*** DOCUMENT ***

Re: [ceph-users] Luminous Bluestore OSDs crashing with ASSERT

2020-01-20 Thread Igor Fedotov

Hi Stefan,

these lines are result of transaction dump performed on a failure during 
transaction submission (which is shown as


"submit_transaction error: Corruption: block checksum mismatch code = 2"

Most probably they are out of interest (checksum errors are unlikely to 
be caused by transaction content) and hence we need earlier stuff to 
learn what caused that


checksum mismatch.

It's hard to give any formal overview of what you should look for, from 
my troubleshooting experience generally one may try to find:


- some previous error/warning indications (e.g. allocation, disk access, 
etc)


- prior OSD crashes (sometimes they might have different causes/stack 
traces/assertion messages)


- any timeout or retry indications

- any uncommon log patterns which aren't present during regular running 
but happen each time before the crash/failure.



Anyway I think the inspection depth should be much(?) deeper than 
presumably it is (from what I can see from your log snippets).


Ceph keeps last 1 log events with an increased log level and dumps 
them on crash with negative index starting at - up to -1 as a prefix.


-1> 2020-01-16 01:10:13.404090 7f3350a14700 -1 rocksdb:


It would be great If you share several log snippets for different 
crashes containing these last 1 lines.



Thanks,

Igor


On 1/19/2020 9:42 PM, Stefan Priebe - Profihost AG wrote:

Hello Igor,

there's absolutely nothing in the logs before.

What do those lines mean:
Put( Prefix = O key =
0x7f8001cc45c881217262'd_data.4303206b8b4567.9632!='0xfffe6f0012'x'
Value size = 480)
Put( Prefix = O key =
0x7f8001cc45c881217262'd_data.4303206b8b4567.9632!='0xfffe'o'
Value size = 510)

on the right size i always see 0xfffe on all
failed OSDs.

greets,
Stefan
Am 19.01.20 um 14:07 schrieb Stefan Priebe - Profihost AG:

Yes, except that this happens on 8 different clusters with different hw but 
same ceph version and same kernel version.

Greets,
Stefan


Am 19.01.2020 um 11:53 schrieb Igor Fedotov :

So the intermediate summary is:

Any OSD in the cluster can experience interim RocksDB checksum failure. Which 
isn't present after OSD restart.

No HW issues observed, no persistent artifacts (except OSD log) afterwards.

And looks like the issue is rather specific to the cluster as no similar 
reports from other users seem to be present.


Sorry, I'm out of ideas other then collect all the failure logs and try to find 
something common in them. May be this will shed some light..

BTW from my experience it might make sense to inspect OSD log prior to failure 
(any error messages and/or prior restarts, etc) sometimes this might provide 
some hints.


Thanks,

Igor



On 1/17/2020 2:30 PM, Stefan Priebe - Profihost AG wrote:
HI Igor,


Am 17.01.20 um 12:10 schrieb Igor Fedotov:
hmmm..

Just in case - suggest to check H/W errors with dmesg.

***

### INSTRUCTIONS FOR THE TASK:
Answer from the thread on crashing Bluestore OSDs:
(a) What error is shown for the failure during transaction submission?
(b) On how many clusters does Stefan say the problem occurs?
(c) Which tool is suggested for checking hardware errors?

*** DATASET ROWS ***

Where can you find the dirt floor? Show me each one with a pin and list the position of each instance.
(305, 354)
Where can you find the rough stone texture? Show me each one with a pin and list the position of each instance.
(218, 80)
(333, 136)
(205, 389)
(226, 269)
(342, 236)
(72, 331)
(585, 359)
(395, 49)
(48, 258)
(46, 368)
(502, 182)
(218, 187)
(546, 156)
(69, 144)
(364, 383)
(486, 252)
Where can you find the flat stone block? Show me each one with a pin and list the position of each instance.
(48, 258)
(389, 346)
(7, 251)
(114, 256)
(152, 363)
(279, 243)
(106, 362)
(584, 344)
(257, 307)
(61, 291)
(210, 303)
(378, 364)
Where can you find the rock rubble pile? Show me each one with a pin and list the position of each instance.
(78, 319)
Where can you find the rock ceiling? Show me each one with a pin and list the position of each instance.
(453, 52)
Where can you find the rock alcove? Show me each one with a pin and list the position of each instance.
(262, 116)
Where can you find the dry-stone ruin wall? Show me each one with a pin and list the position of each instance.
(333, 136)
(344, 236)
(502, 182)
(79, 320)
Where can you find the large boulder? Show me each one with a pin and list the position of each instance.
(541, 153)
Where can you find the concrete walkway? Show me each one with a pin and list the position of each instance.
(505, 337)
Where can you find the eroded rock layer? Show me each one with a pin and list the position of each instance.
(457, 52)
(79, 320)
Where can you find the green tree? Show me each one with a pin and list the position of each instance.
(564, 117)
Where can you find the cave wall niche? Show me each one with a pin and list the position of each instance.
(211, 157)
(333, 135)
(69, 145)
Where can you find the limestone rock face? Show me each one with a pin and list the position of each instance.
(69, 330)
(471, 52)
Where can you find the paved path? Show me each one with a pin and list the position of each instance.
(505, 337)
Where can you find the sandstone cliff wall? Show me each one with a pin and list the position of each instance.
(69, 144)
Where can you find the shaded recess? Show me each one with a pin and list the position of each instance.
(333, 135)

***

### SOLVED PROBLEM:
(a) "submit_transaction error: Corruption: block checksum mismatch code = 2"
(b) 8 different clusters, with different hardware but the same ceph version and kernel version.
(c) dmesg